Listed Building – Grade II*
- Official name: Plumpton Place
- Designated: 17 March 1952
- Reference no.: 1274171

= Plumpton Place =

Plumpton Place is a Grade II* listed Elizabethan manor house in Plumpton, East Sussex, England.

==Description==
Plumpton Place looks onto the nearby north-facing escarpment of the South Downs, with Plumpton College (formerly Plumpton Agricultural College) and the 11th-century church of St Michael's and All Angels immediately adjacent to the west and the villages of Plumpton, East Sussex and Plumpton Green some 0.5 km and 1.5 km to the north. There is an entrance formed of two cottages designed by Sir Edwin Lutyens, with a Palladian porch and this leads to his modern bridge over the moat.

It was built in 1568 on the site of an earlier house which was mentioned in the Domesday Book. The North and South parts of the house date from the 1400s, some of which incorporates local flint.

Various building materials have been used in the construction of the house. It is believed that the north wing is the earliest, as there is a date-stone of 1568 with the initials I.M. The west wing seems to date from a later period, circa 1600. Over a hundred years later there was a period of rebuilding in brick and some additions by Lutyens. There are lakeside gardens by Edwin Lutyens and Gertrude Jekyll, within large grounds, that include both woodland and pasture.
**********
**Your tasks**:
a – Print the Plumpton Place passage from "Plumpton Place is" up to and including "over the moat.".
b – Supply what comes after the final sentence of the account of Plumpton Place.
The listing that comes next has no connection to the account of Plumpton Place.
**********
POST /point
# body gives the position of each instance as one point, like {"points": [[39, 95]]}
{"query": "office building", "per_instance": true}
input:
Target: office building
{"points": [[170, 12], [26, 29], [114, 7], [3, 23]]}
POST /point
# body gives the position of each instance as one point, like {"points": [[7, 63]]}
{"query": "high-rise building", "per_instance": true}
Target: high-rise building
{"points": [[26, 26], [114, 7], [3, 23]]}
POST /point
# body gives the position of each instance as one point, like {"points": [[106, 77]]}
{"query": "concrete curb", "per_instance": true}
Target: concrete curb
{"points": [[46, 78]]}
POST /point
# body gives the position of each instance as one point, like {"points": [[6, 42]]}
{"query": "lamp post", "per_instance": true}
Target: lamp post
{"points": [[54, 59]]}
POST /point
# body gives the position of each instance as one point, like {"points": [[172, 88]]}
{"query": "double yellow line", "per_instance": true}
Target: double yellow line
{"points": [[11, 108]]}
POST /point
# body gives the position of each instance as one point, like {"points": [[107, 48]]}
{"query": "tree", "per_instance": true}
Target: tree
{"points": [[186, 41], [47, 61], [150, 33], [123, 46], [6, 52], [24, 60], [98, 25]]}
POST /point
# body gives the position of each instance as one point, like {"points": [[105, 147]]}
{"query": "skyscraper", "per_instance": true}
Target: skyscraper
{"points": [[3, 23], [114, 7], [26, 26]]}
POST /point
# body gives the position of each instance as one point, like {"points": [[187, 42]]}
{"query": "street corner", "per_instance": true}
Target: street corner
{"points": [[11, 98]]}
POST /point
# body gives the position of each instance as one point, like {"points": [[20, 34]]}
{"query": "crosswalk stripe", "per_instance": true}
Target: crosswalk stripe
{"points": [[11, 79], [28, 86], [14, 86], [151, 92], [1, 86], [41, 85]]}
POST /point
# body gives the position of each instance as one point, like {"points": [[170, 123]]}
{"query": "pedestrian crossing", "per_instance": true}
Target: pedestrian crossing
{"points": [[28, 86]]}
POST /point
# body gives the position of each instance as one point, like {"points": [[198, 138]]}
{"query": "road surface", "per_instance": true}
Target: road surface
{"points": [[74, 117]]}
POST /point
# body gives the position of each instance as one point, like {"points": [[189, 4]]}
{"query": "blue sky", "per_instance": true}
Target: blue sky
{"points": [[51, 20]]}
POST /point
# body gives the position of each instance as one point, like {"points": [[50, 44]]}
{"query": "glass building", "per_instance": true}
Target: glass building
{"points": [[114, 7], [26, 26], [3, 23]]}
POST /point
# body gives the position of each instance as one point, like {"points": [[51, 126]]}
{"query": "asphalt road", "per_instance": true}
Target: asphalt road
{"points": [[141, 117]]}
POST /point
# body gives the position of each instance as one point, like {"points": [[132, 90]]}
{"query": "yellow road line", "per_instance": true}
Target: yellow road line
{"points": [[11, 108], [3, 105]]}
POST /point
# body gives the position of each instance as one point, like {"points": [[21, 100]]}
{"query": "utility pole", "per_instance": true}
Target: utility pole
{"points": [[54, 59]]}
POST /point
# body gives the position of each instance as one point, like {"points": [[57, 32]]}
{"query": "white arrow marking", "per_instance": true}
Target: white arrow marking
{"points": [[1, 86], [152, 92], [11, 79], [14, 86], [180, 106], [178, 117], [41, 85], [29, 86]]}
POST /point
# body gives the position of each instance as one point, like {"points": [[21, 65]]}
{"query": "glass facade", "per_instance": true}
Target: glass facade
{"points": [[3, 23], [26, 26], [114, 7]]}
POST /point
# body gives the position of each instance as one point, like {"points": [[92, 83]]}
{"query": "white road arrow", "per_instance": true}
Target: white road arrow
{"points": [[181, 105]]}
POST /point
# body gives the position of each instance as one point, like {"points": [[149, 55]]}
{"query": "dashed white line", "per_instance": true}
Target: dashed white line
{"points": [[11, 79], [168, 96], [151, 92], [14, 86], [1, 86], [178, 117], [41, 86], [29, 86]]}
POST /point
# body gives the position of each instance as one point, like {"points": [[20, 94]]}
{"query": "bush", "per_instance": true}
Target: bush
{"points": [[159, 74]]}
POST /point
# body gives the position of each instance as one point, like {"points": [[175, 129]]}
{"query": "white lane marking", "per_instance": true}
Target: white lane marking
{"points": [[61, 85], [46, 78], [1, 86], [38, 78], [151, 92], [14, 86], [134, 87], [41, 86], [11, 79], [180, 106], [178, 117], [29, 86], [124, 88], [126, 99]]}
**********
**Answer list**:
a –
Plumpton Place is a Grade II* listed Elizabethan manor house in Plumpton, East Sussex, England.

==Description==
Plumpton Place looks onto the nearby north-facing escarpment of the South Downs, with Plumpton College (formerly Plumpton Agricultural College) and the 11th-century church of St Michael's and All Angels immediately adjacent to the west and the villages of Plumpton, East Sussex and Plumpton Green some 0.5 km and 1.5 km to the north. There is an entrance formed of two cottages designed by Sir Edwin Lutyens, with a Palladian porch and this leads to his modern bridge over the moat.

b –
==Past owners==
Plumpton Place was formerly the home of George Miles Watson, 2nd Baron Manton (1899–1968), who maintained a race-horse stud there.

In 1927, it was purchased by Edward Hudson, the founder of Country Life magazine. Hudson initiated a major restoration of the property, which had gone into a state of disrepair, by hiring Lutyens to revamp the main house and mill house, and Jekyll to oversee the 60 acres of land and lakes.

In 1969, a doctor bought the property after the previous owner – a woman with a distaste for longhaired rock stars – refused to sell it to George Harrison of the Beatles and his wife Pattie Boyd. Three years later, however, the same doctor sold it to Led Zeppelin guitarist Jimmy Page. The latter owned the property from 1972 to 1985. The American financier Thomas Perkins owned Plumpton Place for many years.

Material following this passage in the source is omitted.